*What the exercise asks*
How many lines in the entries below contain the word "tree"? Reply with the number alone.

:::

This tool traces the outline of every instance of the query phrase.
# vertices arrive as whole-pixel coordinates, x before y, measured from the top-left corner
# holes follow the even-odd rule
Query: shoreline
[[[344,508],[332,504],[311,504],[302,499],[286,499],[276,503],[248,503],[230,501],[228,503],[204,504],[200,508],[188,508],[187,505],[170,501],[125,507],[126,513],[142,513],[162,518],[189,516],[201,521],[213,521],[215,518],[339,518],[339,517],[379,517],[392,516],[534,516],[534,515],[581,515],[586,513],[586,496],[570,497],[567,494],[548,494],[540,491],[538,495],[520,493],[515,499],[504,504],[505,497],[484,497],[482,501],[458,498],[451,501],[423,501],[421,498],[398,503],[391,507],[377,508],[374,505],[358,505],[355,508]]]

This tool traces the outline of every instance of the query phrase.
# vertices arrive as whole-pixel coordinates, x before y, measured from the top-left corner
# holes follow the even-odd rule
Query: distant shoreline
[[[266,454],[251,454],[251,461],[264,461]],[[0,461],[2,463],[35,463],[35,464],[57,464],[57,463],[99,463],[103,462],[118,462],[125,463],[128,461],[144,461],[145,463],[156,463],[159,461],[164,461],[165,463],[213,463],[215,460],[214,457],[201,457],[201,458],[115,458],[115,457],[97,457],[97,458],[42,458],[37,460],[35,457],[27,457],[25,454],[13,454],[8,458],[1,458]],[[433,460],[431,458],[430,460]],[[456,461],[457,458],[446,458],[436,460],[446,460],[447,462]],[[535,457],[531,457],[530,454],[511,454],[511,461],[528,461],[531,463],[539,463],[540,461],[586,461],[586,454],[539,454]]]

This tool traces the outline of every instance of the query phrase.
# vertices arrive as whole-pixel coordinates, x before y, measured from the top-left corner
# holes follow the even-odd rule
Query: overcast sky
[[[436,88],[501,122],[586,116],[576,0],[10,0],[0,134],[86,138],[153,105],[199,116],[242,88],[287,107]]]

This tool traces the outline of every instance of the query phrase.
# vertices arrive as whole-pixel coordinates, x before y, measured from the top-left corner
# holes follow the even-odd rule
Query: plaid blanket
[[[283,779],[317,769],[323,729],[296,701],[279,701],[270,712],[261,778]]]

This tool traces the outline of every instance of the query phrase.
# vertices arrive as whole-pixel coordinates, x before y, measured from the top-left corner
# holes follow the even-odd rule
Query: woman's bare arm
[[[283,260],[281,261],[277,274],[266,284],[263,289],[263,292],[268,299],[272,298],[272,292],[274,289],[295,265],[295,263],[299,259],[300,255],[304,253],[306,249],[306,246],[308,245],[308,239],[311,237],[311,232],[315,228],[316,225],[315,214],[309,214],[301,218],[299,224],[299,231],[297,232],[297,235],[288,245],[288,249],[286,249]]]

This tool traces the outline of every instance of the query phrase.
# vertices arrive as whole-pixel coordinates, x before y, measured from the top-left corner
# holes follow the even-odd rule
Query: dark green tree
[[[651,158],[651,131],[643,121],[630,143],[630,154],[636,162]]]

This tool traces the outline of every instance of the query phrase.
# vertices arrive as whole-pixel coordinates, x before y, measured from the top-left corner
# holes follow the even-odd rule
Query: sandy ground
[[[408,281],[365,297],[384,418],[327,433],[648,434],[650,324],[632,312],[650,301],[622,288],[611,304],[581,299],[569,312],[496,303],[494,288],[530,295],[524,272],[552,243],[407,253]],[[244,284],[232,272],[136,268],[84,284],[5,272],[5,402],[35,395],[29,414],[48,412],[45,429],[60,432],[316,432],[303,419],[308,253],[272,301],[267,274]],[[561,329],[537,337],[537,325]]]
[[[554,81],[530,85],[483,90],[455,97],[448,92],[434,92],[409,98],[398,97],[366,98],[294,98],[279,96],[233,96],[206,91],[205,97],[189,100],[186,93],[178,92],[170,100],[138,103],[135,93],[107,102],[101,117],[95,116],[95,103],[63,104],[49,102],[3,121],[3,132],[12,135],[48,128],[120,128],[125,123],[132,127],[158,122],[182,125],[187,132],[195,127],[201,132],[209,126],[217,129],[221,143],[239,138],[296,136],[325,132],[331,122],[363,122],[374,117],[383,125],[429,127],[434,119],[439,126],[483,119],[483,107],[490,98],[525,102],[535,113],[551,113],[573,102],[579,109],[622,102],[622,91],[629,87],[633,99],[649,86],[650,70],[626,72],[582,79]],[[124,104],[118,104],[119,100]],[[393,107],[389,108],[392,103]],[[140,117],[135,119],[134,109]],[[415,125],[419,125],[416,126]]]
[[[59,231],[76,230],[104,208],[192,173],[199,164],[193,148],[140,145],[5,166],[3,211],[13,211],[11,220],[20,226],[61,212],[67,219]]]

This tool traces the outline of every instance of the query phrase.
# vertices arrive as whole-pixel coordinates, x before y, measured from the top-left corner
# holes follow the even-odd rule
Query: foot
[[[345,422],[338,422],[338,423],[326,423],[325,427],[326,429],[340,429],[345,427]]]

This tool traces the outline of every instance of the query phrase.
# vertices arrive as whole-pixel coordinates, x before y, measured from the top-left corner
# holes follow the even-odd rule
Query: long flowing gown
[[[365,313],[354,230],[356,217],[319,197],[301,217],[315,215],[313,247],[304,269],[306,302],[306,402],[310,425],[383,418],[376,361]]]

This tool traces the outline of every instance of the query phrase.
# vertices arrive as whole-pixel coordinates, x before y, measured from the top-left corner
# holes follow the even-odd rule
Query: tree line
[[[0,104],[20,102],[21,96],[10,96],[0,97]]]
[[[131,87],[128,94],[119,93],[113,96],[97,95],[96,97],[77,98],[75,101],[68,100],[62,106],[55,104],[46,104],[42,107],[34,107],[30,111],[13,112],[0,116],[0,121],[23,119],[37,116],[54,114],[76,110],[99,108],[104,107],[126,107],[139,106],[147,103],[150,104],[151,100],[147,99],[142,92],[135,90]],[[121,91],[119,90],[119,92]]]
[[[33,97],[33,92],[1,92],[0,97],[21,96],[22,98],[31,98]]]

:::

*Written answer*
2